Teks Dokumen ::

──────

Sosok Mu'adzin Kebanggaan Rasulullah
Di suatu sudut
Ummul Quro Makkah, tahun awal Kerosulan. Seorang budak mendapat perlakuan keji.
Ia dilecuti dengan cambuk berkali kali. Ia diikat. Ia dihimpit dengan batu dan
dijemur di padang pasir yang gersang. Itulah Bilal bin Rabah. Seorang budak
berkulit hitam legam keturunan Habsyah atau Ethiopia sekarang. Ayahnya bernama
Rabah dan ibunya bernama Hamamah. Mereka budak berkulit hitam yang tinggal pada
keluarga Bani Jumah yang tinggal di Makkah. Saat ayah Bilal meninggal, remaja
Bilal diwariskan kepada Ummayah bin Khalaf.
Mengapa Bilal memperoleh
perlakuan keji dan disiksa majikannya?
Bilal diam diam masuk Islam. Ia sangat tertarik dengan pribadi Rosululloh, yang
mengajarkan tauhid beriman kepada Allah SWT. Secara sembunyi sembunyi Bilal
banyak belajar tentang ajaran tauhid yang disampaikan Rosululloh. Ia menjadi
kelompok pertama yang masuk Islam dari kalangan budak. Ia juga orang pertama
yang beriman kepada Allah SWT dari kalangan keturunan kulit hitam.

──────

Bagian Latihan ::
1. Ulangi kata demi kata bagian teks tentang Bilal bin Rabah mulai dari "Mengapa Bilal memperoleh" sampai dengan "keturunan kulit hitam.".
2. Sebutkan semua bentuk siksaan yang dialami Bilal menurut teks tentang Bilal bin Rabah.
Baris-baris data di bawah tidak ada hubungannya dengan teks tentang Bilal bin Rabah.

──────

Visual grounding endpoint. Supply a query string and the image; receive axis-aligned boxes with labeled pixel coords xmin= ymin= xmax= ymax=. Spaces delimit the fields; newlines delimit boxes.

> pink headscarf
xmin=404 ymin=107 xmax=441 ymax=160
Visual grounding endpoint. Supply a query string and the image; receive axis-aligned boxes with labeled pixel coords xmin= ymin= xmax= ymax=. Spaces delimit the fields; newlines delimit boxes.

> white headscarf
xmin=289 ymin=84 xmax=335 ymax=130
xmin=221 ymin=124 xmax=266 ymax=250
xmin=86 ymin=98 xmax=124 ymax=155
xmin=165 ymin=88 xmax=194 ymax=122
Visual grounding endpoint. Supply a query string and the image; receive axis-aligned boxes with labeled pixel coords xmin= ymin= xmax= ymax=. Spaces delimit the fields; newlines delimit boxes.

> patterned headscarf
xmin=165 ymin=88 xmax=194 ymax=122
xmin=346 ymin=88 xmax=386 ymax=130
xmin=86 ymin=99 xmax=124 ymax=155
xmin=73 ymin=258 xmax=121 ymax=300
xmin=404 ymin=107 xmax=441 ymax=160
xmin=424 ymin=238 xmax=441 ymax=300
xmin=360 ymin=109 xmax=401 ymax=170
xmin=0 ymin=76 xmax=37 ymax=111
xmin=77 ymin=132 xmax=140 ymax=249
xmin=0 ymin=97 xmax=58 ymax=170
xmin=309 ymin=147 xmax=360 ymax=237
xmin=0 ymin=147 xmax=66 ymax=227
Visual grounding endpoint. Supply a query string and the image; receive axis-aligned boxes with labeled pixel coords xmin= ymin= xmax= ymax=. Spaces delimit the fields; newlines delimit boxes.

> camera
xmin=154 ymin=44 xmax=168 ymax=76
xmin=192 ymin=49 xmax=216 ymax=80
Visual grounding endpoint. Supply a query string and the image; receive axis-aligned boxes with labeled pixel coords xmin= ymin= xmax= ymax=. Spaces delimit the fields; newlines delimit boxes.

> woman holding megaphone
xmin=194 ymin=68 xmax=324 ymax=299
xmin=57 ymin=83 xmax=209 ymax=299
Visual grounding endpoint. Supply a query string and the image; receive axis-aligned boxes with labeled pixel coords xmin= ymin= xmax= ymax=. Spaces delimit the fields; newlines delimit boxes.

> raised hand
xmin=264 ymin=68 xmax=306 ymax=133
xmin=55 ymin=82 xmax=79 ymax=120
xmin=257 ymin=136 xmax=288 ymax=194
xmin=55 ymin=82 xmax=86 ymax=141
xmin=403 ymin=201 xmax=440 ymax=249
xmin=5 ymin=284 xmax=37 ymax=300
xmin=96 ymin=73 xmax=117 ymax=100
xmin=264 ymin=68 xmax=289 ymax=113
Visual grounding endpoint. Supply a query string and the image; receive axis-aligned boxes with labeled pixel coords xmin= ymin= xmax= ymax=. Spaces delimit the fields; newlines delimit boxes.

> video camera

──────

Jawaban ::
1.
Mengapa Bilal memperoleh
perlakuan keji dan disiksa majikannya?
Bilal diam diam masuk Islam. Ia sangat tertarik dengan pribadi Rosululloh, yang
mengajarkan tauhid beriman kepada Allah SWT. Secara sembunyi sembunyi Bilal
banyak belajar tentang ajaran tauhid yang disampaikan Rosululloh. Ia menjadi
kelompok pertama yang masuk Islam dari kalangan budak. Ia juga orang pertama
yang beriman kepada Allah SWT dari kalangan keturunan kulit hitam.

2.
- Dilecuti dengan cambuk berkali-kali
- Diikat
- Dihimpit dengan batu
- Dijemur di padang pasir yang gersang